#### ZIEL DER AUFGABE
Gib bitte das gesamte folgende Material Zeile für Zeile unverändert wieder.

Gesammelte Daten:
********************

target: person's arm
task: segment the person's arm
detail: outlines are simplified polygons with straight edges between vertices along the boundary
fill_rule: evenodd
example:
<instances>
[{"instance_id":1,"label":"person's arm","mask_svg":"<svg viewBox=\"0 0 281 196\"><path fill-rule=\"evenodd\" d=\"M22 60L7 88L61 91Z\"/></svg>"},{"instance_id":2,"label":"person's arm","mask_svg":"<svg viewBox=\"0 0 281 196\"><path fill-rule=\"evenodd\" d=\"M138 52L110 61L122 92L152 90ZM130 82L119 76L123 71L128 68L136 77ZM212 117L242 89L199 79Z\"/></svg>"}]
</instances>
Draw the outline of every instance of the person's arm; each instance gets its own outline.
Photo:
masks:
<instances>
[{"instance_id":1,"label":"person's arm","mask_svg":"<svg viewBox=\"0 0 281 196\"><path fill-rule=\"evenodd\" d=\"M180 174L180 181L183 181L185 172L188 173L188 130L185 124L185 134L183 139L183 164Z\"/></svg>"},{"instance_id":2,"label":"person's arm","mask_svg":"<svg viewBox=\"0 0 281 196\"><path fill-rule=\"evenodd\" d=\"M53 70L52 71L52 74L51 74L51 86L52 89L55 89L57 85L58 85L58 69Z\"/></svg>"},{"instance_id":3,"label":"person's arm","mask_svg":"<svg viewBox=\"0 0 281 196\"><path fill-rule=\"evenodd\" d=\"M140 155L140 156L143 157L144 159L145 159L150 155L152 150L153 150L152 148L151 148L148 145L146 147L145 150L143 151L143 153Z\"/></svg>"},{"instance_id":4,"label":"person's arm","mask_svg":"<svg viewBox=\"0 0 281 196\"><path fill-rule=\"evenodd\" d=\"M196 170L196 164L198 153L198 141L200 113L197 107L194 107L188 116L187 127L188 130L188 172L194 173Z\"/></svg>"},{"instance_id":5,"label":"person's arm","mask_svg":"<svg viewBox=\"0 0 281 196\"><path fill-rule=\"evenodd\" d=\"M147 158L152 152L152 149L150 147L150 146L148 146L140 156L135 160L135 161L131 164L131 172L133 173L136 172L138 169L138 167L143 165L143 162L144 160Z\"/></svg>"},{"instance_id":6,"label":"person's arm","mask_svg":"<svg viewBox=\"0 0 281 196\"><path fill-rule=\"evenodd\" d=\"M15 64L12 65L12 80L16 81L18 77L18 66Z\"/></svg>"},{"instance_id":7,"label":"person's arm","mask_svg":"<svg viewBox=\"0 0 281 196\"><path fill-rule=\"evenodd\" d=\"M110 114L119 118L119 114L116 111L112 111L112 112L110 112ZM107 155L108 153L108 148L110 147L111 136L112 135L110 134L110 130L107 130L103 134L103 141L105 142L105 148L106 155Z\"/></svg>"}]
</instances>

********************

#### DIE AUSGABE
target: person's arm
task: segment the person's arm
detail: outlines are simplified polygons with straight edges between vertices along the boundary
fill_rule: evenodd
example:
<instances>
[{"instance_id":1,"label":"person's arm","mask_svg":"<svg viewBox=\"0 0 281 196\"><path fill-rule=\"evenodd\" d=\"M22 60L7 88L61 91Z\"/></svg>"},{"instance_id":2,"label":"person's arm","mask_svg":"<svg viewBox=\"0 0 281 196\"><path fill-rule=\"evenodd\" d=\"M138 52L110 61L122 92L152 90ZM130 82L119 76L123 71L128 68L136 77ZM212 117L242 89L199 79Z\"/></svg>"}]
</instances>
Draw the outline of every instance of the person's arm; each instance gets its own outline.
Photo:
masks:
<instances>
[{"instance_id":1,"label":"person's arm","mask_svg":"<svg viewBox=\"0 0 281 196\"><path fill-rule=\"evenodd\" d=\"M180 174L180 181L183 181L185 172L188 173L188 130L185 124L185 134L183 139L183 164Z\"/></svg>"},{"instance_id":2,"label":"person's arm","mask_svg":"<svg viewBox=\"0 0 281 196\"><path fill-rule=\"evenodd\" d=\"M53 70L52 71L52 74L51 74L51 86L52 89L55 89L57 85L58 85L58 69Z\"/></svg>"},{"instance_id":3,"label":"person's arm","mask_svg":"<svg viewBox=\"0 0 281 196\"><path fill-rule=\"evenodd\" d=\"M140 155L140 156L143 157L144 159L145 159L150 155L152 150L153 150L152 148L151 148L148 145L146 147L145 150L143 151L143 153Z\"/></svg>"},{"instance_id":4,"label":"person's arm","mask_svg":"<svg viewBox=\"0 0 281 196\"><path fill-rule=\"evenodd\" d=\"M196 170L196 164L198 153L198 141L200 113L197 107L194 107L188 116L187 127L188 130L188 172L194 173Z\"/></svg>"},{"instance_id":5,"label":"person's arm","mask_svg":"<svg viewBox=\"0 0 281 196\"><path fill-rule=\"evenodd\" d=\"M147 158L152 152L152 149L150 147L150 146L148 146L140 156L135 160L135 161L131 164L131 172L133 173L136 172L138 169L138 167L143 165L143 162L144 160Z\"/></svg>"},{"instance_id":6,"label":"person's arm","mask_svg":"<svg viewBox=\"0 0 281 196\"><path fill-rule=\"evenodd\" d=\"M15 64L12 65L12 80L16 81L18 77L18 66Z\"/></svg>"},{"instance_id":7,"label":"person's arm","mask_svg":"<svg viewBox=\"0 0 281 196\"><path fill-rule=\"evenodd\" d=\"M110 114L119 118L119 114L116 111L112 111L112 112L110 112ZM107 155L108 153L108 148L110 147L111 136L112 135L110 134L110 130L107 130L103 134L103 141L105 142L105 148L106 155Z\"/></svg>"}]
</instances>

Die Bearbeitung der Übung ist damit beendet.